**Task objective**.
Would you copy the entries that follow exactly, leaving out every picture?

Records from a collection:
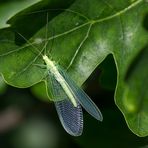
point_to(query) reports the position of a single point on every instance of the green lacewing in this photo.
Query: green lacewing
(68, 96)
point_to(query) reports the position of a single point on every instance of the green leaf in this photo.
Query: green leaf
(8, 9)
(81, 37)
(3, 86)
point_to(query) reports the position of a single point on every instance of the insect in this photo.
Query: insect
(67, 96)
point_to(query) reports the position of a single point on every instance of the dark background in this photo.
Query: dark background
(29, 122)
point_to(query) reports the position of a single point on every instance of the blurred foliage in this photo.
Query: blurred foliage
(36, 127)
(9, 8)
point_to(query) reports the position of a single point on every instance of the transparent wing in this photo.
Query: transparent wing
(71, 117)
(82, 97)
(55, 89)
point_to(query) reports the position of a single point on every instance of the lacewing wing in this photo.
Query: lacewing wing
(71, 117)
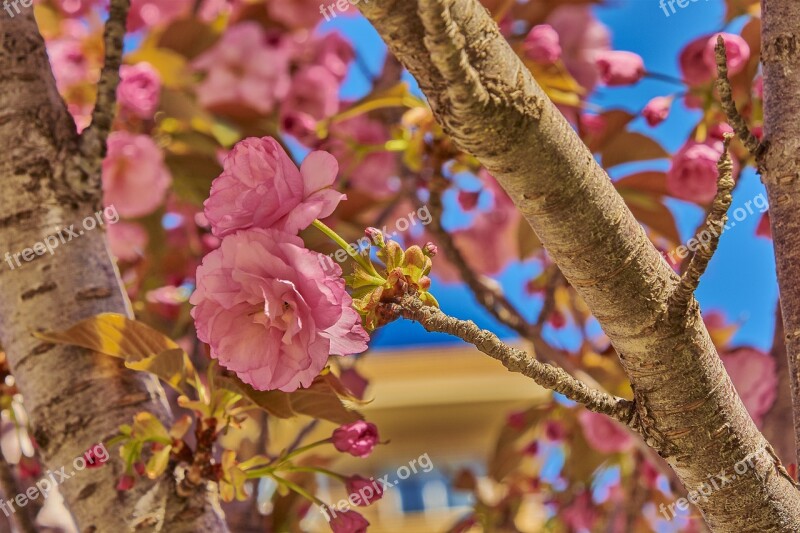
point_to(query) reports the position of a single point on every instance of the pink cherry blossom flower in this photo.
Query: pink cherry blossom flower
(580, 514)
(357, 438)
(374, 173)
(150, 13)
(261, 187)
(693, 174)
(139, 90)
(754, 376)
(297, 13)
(491, 241)
(78, 8)
(314, 95)
(737, 51)
(698, 60)
(604, 434)
(127, 240)
(542, 44)
(69, 63)
(347, 522)
(758, 87)
(271, 313)
(135, 178)
(594, 124)
(657, 110)
(693, 64)
(333, 52)
(362, 491)
(618, 67)
(245, 68)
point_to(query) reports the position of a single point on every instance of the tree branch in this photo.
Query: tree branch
(491, 106)
(75, 398)
(515, 360)
(714, 226)
(93, 139)
(736, 121)
(780, 57)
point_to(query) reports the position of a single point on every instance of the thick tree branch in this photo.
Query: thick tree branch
(490, 105)
(515, 360)
(75, 398)
(714, 226)
(780, 56)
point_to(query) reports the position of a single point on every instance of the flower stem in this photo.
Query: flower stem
(316, 470)
(298, 489)
(358, 258)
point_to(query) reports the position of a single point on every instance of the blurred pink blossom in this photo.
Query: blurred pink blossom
(541, 44)
(581, 37)
(150, 13)
(693, 174)
(754, 376)
(127, 240)
(314, 95)
(356, 438)
(347, 521)
(657, 110)
(135, 178)
(619, 67)
(139, 90)
(296, 13)
(246, 67)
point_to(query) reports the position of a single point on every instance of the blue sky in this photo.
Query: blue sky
(741, 278)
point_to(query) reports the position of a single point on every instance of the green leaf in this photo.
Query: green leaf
(171, 366)
(158, 462)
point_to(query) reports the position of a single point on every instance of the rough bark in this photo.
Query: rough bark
(778, 419)
(780, 56)
(75, 398)
(687, 408)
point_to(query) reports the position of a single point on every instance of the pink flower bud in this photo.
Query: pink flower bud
(347, 522)
(657, 110)
(357, 438)
(362, 491)
(126, 482)
(542, 44)
(619, 68)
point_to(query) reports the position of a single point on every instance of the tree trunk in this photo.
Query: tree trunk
(780, 56)
(75, 398)
(687, 408)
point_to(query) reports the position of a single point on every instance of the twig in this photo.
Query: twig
(93, 139)
(489, 297)
(515, 360)
(736, 121)
(715, 224)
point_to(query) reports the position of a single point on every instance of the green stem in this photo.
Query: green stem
(316, 470)
(358, 258)
(299, 490)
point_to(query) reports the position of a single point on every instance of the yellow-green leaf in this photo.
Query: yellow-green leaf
(115, 335)
(158, 462)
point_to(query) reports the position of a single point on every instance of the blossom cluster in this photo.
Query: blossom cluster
(263, 302)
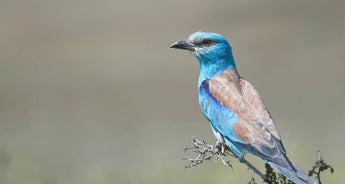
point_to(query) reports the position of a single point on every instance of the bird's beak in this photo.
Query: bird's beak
(183, 44)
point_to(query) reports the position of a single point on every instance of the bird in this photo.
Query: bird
(238, 117)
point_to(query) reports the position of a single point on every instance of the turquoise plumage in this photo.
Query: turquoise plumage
(234, 108)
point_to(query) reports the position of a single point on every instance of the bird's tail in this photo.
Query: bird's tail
(293, 173)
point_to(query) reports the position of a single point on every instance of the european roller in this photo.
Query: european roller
(237, 115)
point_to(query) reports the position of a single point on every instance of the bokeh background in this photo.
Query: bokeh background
(91, 93)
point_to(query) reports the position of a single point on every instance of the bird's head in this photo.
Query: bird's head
(211, 49)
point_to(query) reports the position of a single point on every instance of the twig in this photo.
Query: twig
(207, 152)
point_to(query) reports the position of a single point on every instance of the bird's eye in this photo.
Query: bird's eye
(207, 42)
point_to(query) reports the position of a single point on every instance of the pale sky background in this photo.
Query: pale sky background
(91, 93)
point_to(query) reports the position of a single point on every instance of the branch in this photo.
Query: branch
(320, 166)
(207, 152)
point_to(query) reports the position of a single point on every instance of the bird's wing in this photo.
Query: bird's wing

**Solution to this task**.
point_to(query) reports the position of a single point on every instance of the green lacewing in this photo.
Query: green lacewing
(68, 96)
point_to(query) reports the position of a single point on every instance of the green leaf in this photo.
Query: green leaf
(8, 9)
(81, 37)
(3, 86)
point_to(query) reports the position of a single point on every instance of the insect in this photo.
Query: insect
(67, 96)
point_to(query) reports the position of a single point on every instance of the dark background in this photo.
Query: dark background
(29, 122)
point_to(query) reports the position of a single point on every instance of the blurred foliage in this photo.
Query: blurred foliage
(36, 127)
(9, 8)
point_to(query) reports the position of a single point on every instance of the transparent wing in this photo.
Query: transparent wing
(71, 117)
(82, 97)
(55, 89)
point_to(query) reports the position of a single point on every instance of the lacewing wing in this photo.
Query: lacewing wing
(71, 117)
point_to(query) reports the position of a single point on every instance of the pink cherry blossom flower in this photo.
Query: pink cherry blossom flower
(580, 514)
(357, 438)
(374, 173)
(150, 13)
(261, 187)
(693, 174)
(139, 90)
(754, 376)
(297, 13)
(491, 241)
(78, 8)
(314, 95)
(737, 51)
(698, 60)
(604, 434)
(127, 240)
(542, 44)
(69, 63)
(347, 522)
(758, 87)
(271, 313)
(135, 178)
(594, 124)
(657, 110)
(693, 64)
(333, 52)
(362, 491)
(618, 67)
(245, 68)
point_to(query) reports the position of a single point on every instance of the tree branch in this photo.
Query: tree branch
(491, 106)
(75, 398)
(515, 360)
(714, 226)
(93, 139)
(736, 121)
(780, 57)
point_to(query) reports the position of a single point on every instance of the thick tree branch in this photo.
Query: thick tree branch
(490, 105)
(515, 360)
(75, 398)
(714, 226)
(780, 56)
point_to(query) reports the position of a single point on every instance of the flower stem in this photo.
Query: flower stem
(316, 470)
(298, 489)
(358, 258)
point_to(query) reports the position of a single point on every instance of the blurred pink blossom in this photo.
Query: blurred pink blossom
(541, 44)
(581, 37)
(150, 13)
(693, 174)
(754, 376)
(127, 240)
(314, 95)
(356, 438)
(347, 521)
(657, 110)
(135, 178)
(619, 67)
(139, 90)
(296, 13)
(246, 67)
point_to(query) reports the position of a single point on every instance of the blue sky in this photo.
Query: blue sky
(741, 278)
point_to(query) reports the position of a single point on every instance of the green leaf in this photo.
Query: green leaf
(171, 366)
(158, 462)
point_to(query) reports the position of a single point on every instance of the rough bark in this photo.
Query: rough bark
(778, 419)
(780, 56)
(75, 398)
(687, 408)
point_to(query) reports the position of a single point on every instance of the pink flower bud in this photo.
Query: pink flower bud
(347, 522)
(657, 110)
(357, 438)
(362, 491)
(126, 482)
(542, 44)
(619, 68)
point_to(query) reports the position of a single point on every instance of the tree trunk in this photo.
Query: tree trunk
(780, 56)
(75, 398)
(687, 408)
point_to(query) reports the position of a single point on every instance of the twig in this photo.
Query: twig
(93, 139)
(489, 297)
(515, 360)
(736, 121)
(715, 224)
point_to(query) reports the position of a single point on every instance of the green stem in this photo.
Query: green stem
(316, 470)
(358, 258)
(299, 490)
point_to(query) reports the position of a single point on every instance of the yellow-green leaf in this photo.
Query: yellow-green leaf
(115, 335)
(158, 462)
point_to(query) reports the position of a single point on every instance of the blossom cluster in this photo.
Query: blossom cluster
(263, 302)
point_to(query) reports the position of a single point on every instance of the bird's beak in this photo.
Query: bird's beak
(183, 44)
point_to(query) reports the position of a single point on every instance of the bird in this photo.
Query: bird
(238, 117)
point_to(query) reports the position of a single point on every instance of the turquoise plumage in this photo.
Query: turquoise plumage
(234, 108)
point_to(query) reports the position of a single point on every instance of the bird's tail in this photo.
Query: bird's tail
(293, 173)
point_to(query) reports the position of a single point on every instance of the european roller in this photo.
Query: european roller
(237, 115)
point_to(query) reports the position of a single point on every instance of the bokeh background in this photo.
Query: bokeh background
(91, 93)
point_to(query) reports the position of a single point on every instance of the bird's head in this photo.
Query: bird's head
(211, 49)
point_to(query) reports the position of a single point on every instance of the twig in this photo.
Query: twig
(207, 152)
point_to(query) reports the position of a single point on every instance of the bird's eye in this photo.
Query: bird's eye
(207, 42)
point_to(query) reports the position of a single point on every instance of the pale sky background in this photo.
Query: pale sky background
(91, 93)
point_to(query) reports the position of a single point on every instance of the branch in this photo.
Query: branch
(320, 166)
(207, 152)
point_to(query) reports the position of a single point on every instance of the bird's wing in this photo.
Query: bird's wing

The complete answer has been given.